Celebrate Me Home is the debut studio album by American singer-songwriter Kenny Loggins, released in 1977. The album, Loggins' first since splitting from Loggins and Messina, represents a slight move away from the folk-rock leanings of his previous recordings towards a more polished, soft rock sound.

Featuring production by famed Billy Joel collaborator Phil Ramone and jazz keyboardist Bob James, Celebrate Me Home peaked at number 27 on the Billboard album charts, and was eventually certified platinum by the RIAA. Loggins would experience even greater commercial and chart success with his next album release, Nightwatch.

Two singles were released from this album. The first was "I Believe In Love", reaching number 66 on the Billboard Hot 100.  The track was covered by Barbra Streisand a year earlier for A Star Is Born (1976 soundtrack).  The second and final single, "Celebrate Me Home" (edited to 3:51), was released at the end of 1977, but did not chart.

Track listing
Side One
"Lady Luck" (Kenny Loggins, lyrics: John Townsend) – 4:40
"If You Be Wise" (Loggins, lyrics: Jimmy Webb) – 4:25
"I Believe in Love" (Loggins, lyrics: Alan Bergman, Marilyn Bergman) – 3:30  (#66 US) 
"Set It Free" (Eva Ein, Loggins) – 5:56
"Why Do People Lie" (Ein, Loggins) – 4:29

Side Two
"Enter My Dream" (Loggins) – 5:20
"I've Got the Melody (Deep in My Heart)" (Patti Austin) – 4:12
"Celebrate Me Home" (Bob James, Loggins) – 4:42
"Daddy's Back" (Ein, David Foster, Loggins) – 3:32
"You Don't Know Me" (Eddy Arnold, Cindy Walker) – 4:14

Personnel 
 Kenny Loggins – lead vocals, backing vocals (1-8)

SUPPLIED MATERIAL →

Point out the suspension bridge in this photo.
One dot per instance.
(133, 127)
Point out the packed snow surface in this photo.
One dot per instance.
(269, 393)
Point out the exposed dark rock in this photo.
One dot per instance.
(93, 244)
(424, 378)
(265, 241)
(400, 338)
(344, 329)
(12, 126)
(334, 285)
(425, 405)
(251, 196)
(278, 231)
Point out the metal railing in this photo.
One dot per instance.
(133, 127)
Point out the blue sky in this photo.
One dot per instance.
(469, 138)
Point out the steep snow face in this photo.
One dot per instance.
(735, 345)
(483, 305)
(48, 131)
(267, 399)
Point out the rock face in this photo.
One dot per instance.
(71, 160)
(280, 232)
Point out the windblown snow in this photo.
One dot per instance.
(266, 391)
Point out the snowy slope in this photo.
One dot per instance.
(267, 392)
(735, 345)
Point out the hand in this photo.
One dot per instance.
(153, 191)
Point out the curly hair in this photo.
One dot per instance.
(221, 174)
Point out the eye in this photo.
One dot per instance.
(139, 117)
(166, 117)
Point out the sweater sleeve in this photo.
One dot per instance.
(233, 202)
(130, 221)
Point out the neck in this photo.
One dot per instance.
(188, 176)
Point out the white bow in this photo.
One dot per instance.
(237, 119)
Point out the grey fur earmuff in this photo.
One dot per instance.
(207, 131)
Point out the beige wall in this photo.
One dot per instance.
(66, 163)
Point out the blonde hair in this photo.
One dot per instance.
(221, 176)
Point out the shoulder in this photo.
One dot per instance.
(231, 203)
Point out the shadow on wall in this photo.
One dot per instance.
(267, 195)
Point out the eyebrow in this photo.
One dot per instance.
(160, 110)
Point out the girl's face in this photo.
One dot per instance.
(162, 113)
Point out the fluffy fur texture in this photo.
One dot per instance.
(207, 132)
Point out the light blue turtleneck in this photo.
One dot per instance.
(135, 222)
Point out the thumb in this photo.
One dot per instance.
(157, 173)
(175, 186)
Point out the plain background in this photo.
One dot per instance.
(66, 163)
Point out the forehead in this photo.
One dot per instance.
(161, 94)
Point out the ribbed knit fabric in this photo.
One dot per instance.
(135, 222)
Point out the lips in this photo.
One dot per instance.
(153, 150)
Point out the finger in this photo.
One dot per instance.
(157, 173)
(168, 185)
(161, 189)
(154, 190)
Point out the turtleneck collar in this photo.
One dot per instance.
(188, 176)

WORK INSTRUCTIONS →
• 1. Rewrite the part of the text on Celebrate Me Home starting at "Featuring production by" and ending at "album release, Nightwatch.", putting "gold" in place of "platinum".
• 2. According to the text on Celebrate Me Home, what position did the album reach on the Billboard album charts?
The data above is not needed here.

THE RESPONSES →
• 1.
Featuring production by famed Billy Joel collaborator Phil Ramone and jazz keyboardist Bob James, Celebrate Me Home peaked at number 27 on the Billboard album charts, and was eventually certified gold by the RIAA. Loggins would experience even greater commercial and chart success with his next album release, Nightwatch.

• 2. Number 27